>> Begin

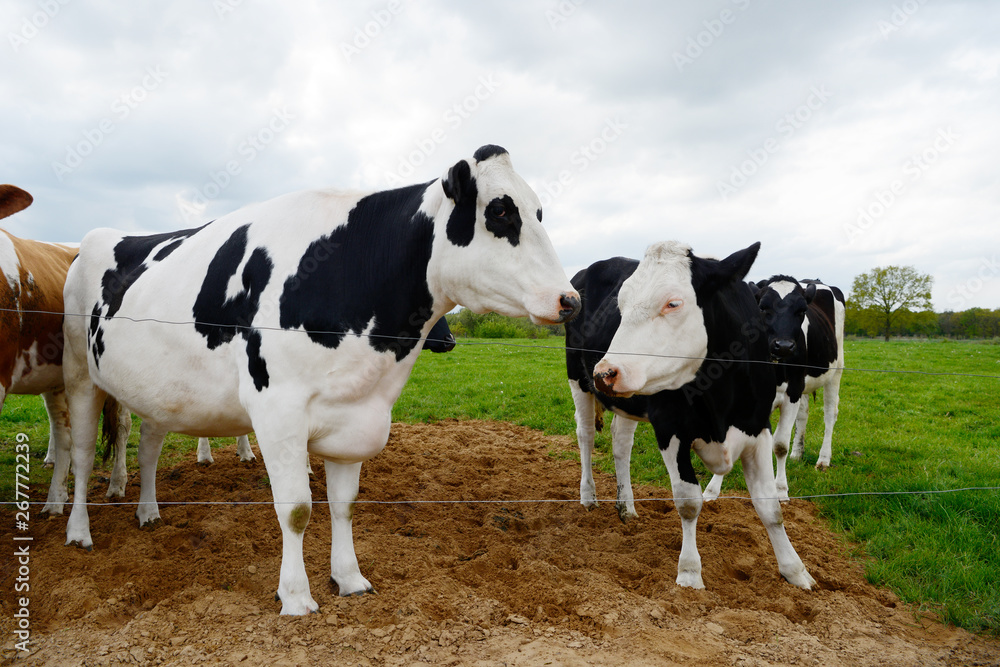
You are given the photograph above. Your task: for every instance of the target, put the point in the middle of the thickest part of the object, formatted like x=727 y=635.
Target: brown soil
x=497 y=583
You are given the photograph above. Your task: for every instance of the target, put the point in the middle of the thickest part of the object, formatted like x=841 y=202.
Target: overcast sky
x=842 y=135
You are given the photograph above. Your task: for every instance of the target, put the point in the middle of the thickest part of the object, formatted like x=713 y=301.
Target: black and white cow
x=439 y=340
x=805 y=335
x=299 y=318
x=665 y=340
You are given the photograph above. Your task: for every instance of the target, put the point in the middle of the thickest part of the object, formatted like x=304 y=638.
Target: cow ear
x=810 y=292
x=458 y=181
x=709 y=275
x=737 y=265
x=12 y=200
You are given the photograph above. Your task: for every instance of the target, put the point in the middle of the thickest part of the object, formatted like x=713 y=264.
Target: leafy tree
x=891 y=290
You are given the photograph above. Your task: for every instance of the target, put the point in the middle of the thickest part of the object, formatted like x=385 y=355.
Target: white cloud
x=388 y=90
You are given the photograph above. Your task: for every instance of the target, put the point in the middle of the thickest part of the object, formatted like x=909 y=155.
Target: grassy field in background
x=897 y=432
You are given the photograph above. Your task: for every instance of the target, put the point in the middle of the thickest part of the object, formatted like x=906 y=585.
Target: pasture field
x=916 y=445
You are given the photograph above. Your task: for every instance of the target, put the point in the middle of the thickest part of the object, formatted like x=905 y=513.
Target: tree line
x=884 y=302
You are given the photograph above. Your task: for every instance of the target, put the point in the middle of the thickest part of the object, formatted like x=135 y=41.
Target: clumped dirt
x=493 y=583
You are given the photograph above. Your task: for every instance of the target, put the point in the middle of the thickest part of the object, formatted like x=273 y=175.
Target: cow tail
x=109 y=427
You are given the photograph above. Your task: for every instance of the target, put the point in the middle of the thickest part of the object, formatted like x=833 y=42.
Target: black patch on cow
x=374 y=266
x=130 y=260
x=503 y=219
x=218 y=318
x=488 y=151
x=460 y=186
x=131 y=254
x=734 y=386
x=814 y=353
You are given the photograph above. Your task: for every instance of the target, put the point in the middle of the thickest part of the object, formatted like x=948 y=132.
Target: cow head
x=490 y=251
x=784 y=302
x=663 y=337
x=12 y=200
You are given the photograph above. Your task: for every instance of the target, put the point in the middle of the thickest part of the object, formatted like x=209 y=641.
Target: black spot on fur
x=374 y=267
x=131 y=255
x=503 y=219
x=218 y=318
x=488 y=151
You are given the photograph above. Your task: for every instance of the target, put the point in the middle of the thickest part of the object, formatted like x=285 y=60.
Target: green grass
x=896 y=432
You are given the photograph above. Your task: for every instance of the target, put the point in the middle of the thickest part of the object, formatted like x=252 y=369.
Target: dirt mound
x=485 y=583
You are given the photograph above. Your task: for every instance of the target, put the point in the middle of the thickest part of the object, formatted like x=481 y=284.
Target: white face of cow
x=662 y=340
x=664 y=334
x=490 y=251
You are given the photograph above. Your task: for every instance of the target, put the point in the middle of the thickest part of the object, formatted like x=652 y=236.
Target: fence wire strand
x=520 y=501
x=316 y=332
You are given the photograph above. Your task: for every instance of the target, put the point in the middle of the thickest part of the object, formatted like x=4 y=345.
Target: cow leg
x=242 y=449
x=622 y=440
x=687 y=499
x=283 y=453
x=84 y=408
x=150 y=445
x=757 y=471
x=59 y=453
x=55 y=406
x=585 y=413
x=62 y=455
x=204 y=451
x=787 y=410
x=801 y=421
x=713 y=488
x=119 y=472
x=342 y=481
x=831 y=406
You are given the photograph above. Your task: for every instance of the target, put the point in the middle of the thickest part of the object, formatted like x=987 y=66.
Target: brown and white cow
x=31 y=313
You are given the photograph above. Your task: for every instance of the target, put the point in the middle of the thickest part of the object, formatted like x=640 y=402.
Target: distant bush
x=465 y=323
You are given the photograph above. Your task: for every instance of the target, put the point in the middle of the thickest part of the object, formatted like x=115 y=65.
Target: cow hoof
x=53 y=508
x=150 y=524
x=802 y=579
x=367 y=589
x=690 y=580
x=303 y=607
x=625 y=514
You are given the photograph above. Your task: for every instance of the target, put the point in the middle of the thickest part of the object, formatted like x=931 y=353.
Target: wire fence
x=506 y=343
x=563 y=348
x=522 y=501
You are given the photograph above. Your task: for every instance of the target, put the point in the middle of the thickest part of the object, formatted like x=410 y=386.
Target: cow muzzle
x=781 y=349
x=608 y=379
x=569 y=306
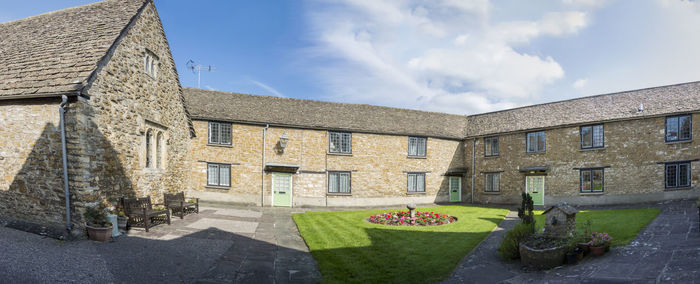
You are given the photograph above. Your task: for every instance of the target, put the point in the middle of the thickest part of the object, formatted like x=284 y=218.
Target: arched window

>> End

What to produce — Copy out every one of the rows above word for word, leaving out the pictures.

Exercise output —
You are given the photograph above. Your task: for every instance of the target, put the point in the middle of the thickest part of the object, formatted like x=727 y=635.
Target: brown soil
x=497 y=583
You are given the photograph above. Your task: for every instance of the target, put the point in the middle of the thickest part of the object, formatted like x=841 y=202.
Target: overcast sky
x=842 y=135
You are given the photograph above. Your task: for every instance of the target, put the point in the middle of the thickest part of the object, formatted like x=713 y=301.
Target: black and white cow
x=439 y=340
x=805 y=335
x=299 y=318
x=665 y=340
You are given the photograph above. Your task: for every instance of the target, put the point in the middle of the thickest part of the object, formatted like x=304 y=638.
Target: cow ear
x=810 y=292
x=458 y=181
x=709 y=275
x=737 y=265
x=12 y=200
You are given the photograph above. Your task: for every instance of the target, put the point in the middle of the thickest part of the object, formatted like x=713 y=264.
Target: leafy tree
x=891 y=290
You are given the photograph above. Your task: for every instance of the target, put the point in the middle of the thickest part of the object, formatted like x=385 y=355.
Target: white cloud
x=388 y=90
You are given the photograph above. Your task: for every instance of the target, put the point in the middle of the thickest part of the object, formatted like x=909 y=155.
Target: grassy field in background
x=897 y=432
You are given the photograph above. Your task: for every instance of the target, put the point in the middle of the thickest part of the object, formatted like x=906 y=585.
Target: pasture field
x=916 y=445
You are given the photograph above. Your task: for every instance of the target, put the point in the middle of the thickest part of the object, formatted like x=905 y=513.
Target: tree line
x=884 y=302
You are given the photograph above. Your task: for every instance of the target, put the point in the middle of the thickest part of the object, formatted like x=135 y=41.
Target: clumped dirt
x=493 y=583
You are given the photograph above. Your task: for every instance of the target, put the point in the middle of the thickest part of the object, formatted like x=273 y=175.
Target: cow tail
x=109 y=427
You are given the photograph above. Your task: for every instance of the target, put the point in the middle of the thickest part of the object, formatted like x=833 y=42.
Target: black patch on cow
x=374 y=266
x=130 y=260
x=503 y=219
x=218 y=318
x=488 y=151
x=460 y=186
x=131 y=254
x=734 y=386
x=814 y=353
You are given the photograph above. Your task: for every instance of the target, put the point in the middle of the thickest part of the object, formatted like x=948 y=132.
Target: cow head
x=490 y=251
x=784 y=302
x=663 y=337
x=12 y=200
You are given the photograph above. Your task: for every instance of the target, put the point in the middle of the thickest part of the object, formatted like x=209 y=641.
Target: black spot on fur
x=374 y=267
x=131 y=255
x=503 y=219
x=218 y=318
x=488 y=151
You are given the photograph above. Your task: for every instance of the target, put the point in the middle of the thickest part of the object, formatted like x=285 y=60.
Target: green grass
x=896 y=432
You are given the photograph above. Your task: for every instance of the target, put the point in the middle of the thickest part of the object, formatted like x=252 y=369.
Target: dirt mound
x=485 y=583
You are given the photograph above. Your task: for every instance of the target, put the point in the middle of the thickest part of the object, formatted like x=481 y=284.
Target: white face of cow
x=662 y=340
x=664 y=334
x=490 y=251
You are given the photograph above. Your task: for every instance of the target, put the point in the middle of the thickest part of the object, formatted like x=652 y=236.
Target: fence wire strand
x=520 y=501
x=316 y=332
You are given the photograph above. Your task: for every instance of the target, put the point in the middle of the thickest part of the object, formatted like x=4 y=345.
Target: cow leg
x=242 y=449
x=622 y=440
x=687 y=499
x=283 y=453
x=84 y=408
x=150 y=445
x=757 y=471
x=59 y=453
x=55 y=406
x=585 y=413
x=62 y=455
x=204 y=451
x=787 y=410
x=801 y=421
x=713 y=488
x=119 y=472
x=342 y=481
x=831 y=406
You are given the photograph above. Your task: for every instance of the target, put the point in the middle of the thickest part of the object, formatted like x=987 y=66.
Target: brown and white cow
x=31 y=313
You are given the photograph above. Your task: for every instance of the target, put the point in the middle of the thickest part of the object, formatted like x=640 y=402.
Target: distant bush
x=465 y=323
You are given the photograph above. Your task: for every instance of the target, put the point in the middle of the thickest part of the object, formatted like x=115 y=65.
Target: cow hoof
x=53 y=508
x=150 y=524
x=802 y=579
x=367 y=589
x=690 y=580
x=303 y=607
x=625 y=514
You are given the photograph above. Your task: for every instance of the target, put the point in the middle of the thickest part of the object, formatted like x=931 y=353.
Target: wire fence
x=506 y=343
x=563 y=348
x=522 y=501
You are given the photograph above. Your task: for every instance of the target, put the point in the middle of the thickest part of the object, formatted like x=410 y=386.
Target: cow muzzle
x=781 y=349
x=608 y=379
x=569 y=306
You are given the photograph above. Your task: for every instance of the target, put the point in the middle of the thickest part of the object, formatted like x=284 y=218.
Target: arched window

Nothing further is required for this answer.